╭─ Text segment

Skye at Holland was one of the top launches not only in the past weekend, but possibly one of the best this year (2025). This Holland V condo, slated to be the tallest in the area, managed to hit the sweet spot with its pricing; enough that buyers were willing to overlook smaller sizes. To some, it was a foregone conclusion, given the lower quantum; but to some it came as a surprise, such as those who expected a repeat of One Holland Village’s more modest sales. Here’s what went down and what it means:
What happened at the Skye at Holland launch?
Over the weekend of its official launch, Skye at Holland sold 658 out of 666 units. That translates to a take-up rate of 98.8 per cent, making it the most successful launch in the Core Central Region (CCR) this year. From word on the ground, about 8,000 people had already viewed the showflat during the preview period – once actual bookings opened, the queues were ongoing from morning till night.
Larger units, contrary to expectations (but in line with what we’ve been seeing from recent launches), performed well: every three- and four-bedder unit was sold, while close to 90 per cent of the five-bedders were taken up. Realtors noted that buyers who initially came for mid-sized (three-bedder) units were willing to upgrade quickly; they grabbed four- or even five-bedroom units as the smaller ones became unavailable. This reversed conventional market expectations, where the smallest units are expected to sell out sooner.
The average price achieved across the project was about $2,953 per square foot. For reference, the indicative starting price was an average of around $2,598 psf.
Almost all buyers were Singaporeans or permanent residents, with a mix of investors and owner-occupiers.
What made Skye at Holland sell so well?
Some of the main factors were:
- High $PSF but unexpectedly low quantum for Holland V
- Momentum didn’t slow because the developers didn’t hike prices
- Higher-priced, integrated first-mover made it look even more affordable
- Leasehold factor is no longer really a drawback
1. High $PSF but unexpectedly low quantum for Holland V
An average price of $2,953 psf seems high, but the magic comes from the quantum. Skye at Holland was built with smaller units, thus resulting in these overall prices:
- Two-bedroom (581 sq ft): From $2,598 psf, or $1.51 million
- Two-bedroom premium (667–678 sq ft): From $2,637 psf, or $1.76 million
- Three-bedroom (915 sq ft): From $2,623 psf, or $2.4 million
- Four-bedroom (1,238 sq ft, with private lift): From $2,698 psf, or $3.34 million
You can also see the size rankings compared to the nearby developments, in this example, we look at the 3-bedroom units.

╰─

Reproduce the passage of the Skye at Holland article word for word, starting with "Larger units, contrary" and going on through "investors and owner-occupiers.".

╭─ Record set

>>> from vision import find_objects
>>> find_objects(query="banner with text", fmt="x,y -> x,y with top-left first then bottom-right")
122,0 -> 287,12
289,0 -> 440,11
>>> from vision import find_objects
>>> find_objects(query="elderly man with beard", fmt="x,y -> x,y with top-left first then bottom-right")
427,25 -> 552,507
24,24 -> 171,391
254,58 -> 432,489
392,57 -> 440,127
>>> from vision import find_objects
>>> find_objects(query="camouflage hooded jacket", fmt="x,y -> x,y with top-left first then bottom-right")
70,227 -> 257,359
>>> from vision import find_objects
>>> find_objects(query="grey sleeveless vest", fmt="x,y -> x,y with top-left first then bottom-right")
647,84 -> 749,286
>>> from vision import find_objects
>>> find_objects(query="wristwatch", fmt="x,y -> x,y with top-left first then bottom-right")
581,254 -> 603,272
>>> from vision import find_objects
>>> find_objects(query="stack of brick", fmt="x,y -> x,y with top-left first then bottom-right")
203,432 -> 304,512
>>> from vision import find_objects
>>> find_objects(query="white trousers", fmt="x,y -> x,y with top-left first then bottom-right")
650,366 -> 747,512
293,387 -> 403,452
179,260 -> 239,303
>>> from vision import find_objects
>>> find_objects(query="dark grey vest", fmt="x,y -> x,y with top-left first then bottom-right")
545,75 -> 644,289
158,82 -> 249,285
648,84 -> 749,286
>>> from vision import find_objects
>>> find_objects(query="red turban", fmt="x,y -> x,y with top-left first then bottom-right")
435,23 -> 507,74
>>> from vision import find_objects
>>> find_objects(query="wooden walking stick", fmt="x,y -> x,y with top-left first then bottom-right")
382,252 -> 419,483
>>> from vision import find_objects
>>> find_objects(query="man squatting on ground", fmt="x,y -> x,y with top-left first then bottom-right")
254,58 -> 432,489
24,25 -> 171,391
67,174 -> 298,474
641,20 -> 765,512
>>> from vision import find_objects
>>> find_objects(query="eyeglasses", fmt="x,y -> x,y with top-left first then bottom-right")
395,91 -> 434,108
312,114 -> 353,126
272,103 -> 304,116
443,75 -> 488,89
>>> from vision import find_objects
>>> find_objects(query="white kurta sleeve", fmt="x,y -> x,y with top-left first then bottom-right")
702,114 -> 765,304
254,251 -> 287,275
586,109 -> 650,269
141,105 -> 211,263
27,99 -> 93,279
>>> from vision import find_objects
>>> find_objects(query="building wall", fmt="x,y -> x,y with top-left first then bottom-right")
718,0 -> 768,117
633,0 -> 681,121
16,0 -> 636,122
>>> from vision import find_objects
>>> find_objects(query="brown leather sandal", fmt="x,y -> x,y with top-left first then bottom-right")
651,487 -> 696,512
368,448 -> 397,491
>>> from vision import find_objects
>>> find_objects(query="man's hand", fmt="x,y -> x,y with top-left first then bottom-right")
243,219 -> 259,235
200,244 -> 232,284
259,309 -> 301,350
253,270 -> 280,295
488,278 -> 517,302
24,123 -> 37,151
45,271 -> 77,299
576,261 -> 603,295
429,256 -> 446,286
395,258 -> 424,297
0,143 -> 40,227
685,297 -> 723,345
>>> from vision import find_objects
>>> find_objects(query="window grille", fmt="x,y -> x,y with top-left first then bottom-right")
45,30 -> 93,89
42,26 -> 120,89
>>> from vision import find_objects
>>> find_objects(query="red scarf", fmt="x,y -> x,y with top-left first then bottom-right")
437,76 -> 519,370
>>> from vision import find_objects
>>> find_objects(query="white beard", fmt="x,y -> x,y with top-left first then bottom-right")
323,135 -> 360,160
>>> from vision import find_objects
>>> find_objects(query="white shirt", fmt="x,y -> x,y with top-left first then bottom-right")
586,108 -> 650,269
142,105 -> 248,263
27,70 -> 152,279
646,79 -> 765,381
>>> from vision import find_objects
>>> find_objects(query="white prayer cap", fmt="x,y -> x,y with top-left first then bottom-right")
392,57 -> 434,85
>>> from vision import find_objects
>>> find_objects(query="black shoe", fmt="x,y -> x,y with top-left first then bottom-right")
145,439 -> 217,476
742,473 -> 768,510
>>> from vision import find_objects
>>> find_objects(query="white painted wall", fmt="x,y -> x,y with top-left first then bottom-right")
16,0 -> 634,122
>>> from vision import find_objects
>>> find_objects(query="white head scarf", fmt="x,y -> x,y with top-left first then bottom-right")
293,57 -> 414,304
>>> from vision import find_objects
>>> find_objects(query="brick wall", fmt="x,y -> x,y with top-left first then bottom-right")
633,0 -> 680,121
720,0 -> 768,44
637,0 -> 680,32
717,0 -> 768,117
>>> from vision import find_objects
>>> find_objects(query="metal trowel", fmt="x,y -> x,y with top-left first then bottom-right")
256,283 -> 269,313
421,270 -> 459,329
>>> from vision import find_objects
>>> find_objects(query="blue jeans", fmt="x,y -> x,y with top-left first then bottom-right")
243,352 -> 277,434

╰─

**Completed exercise**
Larger units, contrary to expectations (but in line with what we’ve been seeing from recent launches), performed well: every three- and four-bedder unit was sold, while close to 90 per cent of the five-bedders were taken up. Realtors noted that buyers who initially came for mid-sized (three-bedder) units were willing to upgrade quickly; they grabbed four- or even five-bedroom units as the smaller ones became unavailable. This reversed conventional market expectations, where the smallest units are expected to sell out sooner.
The average price achieved across the project was about $2,953 per square foot. For reference, the indicative starting price was an average of around $2,598 psf.
Almost all buyers were Singaporeans or permanent residents, with a mix of investors and owner-occupiers.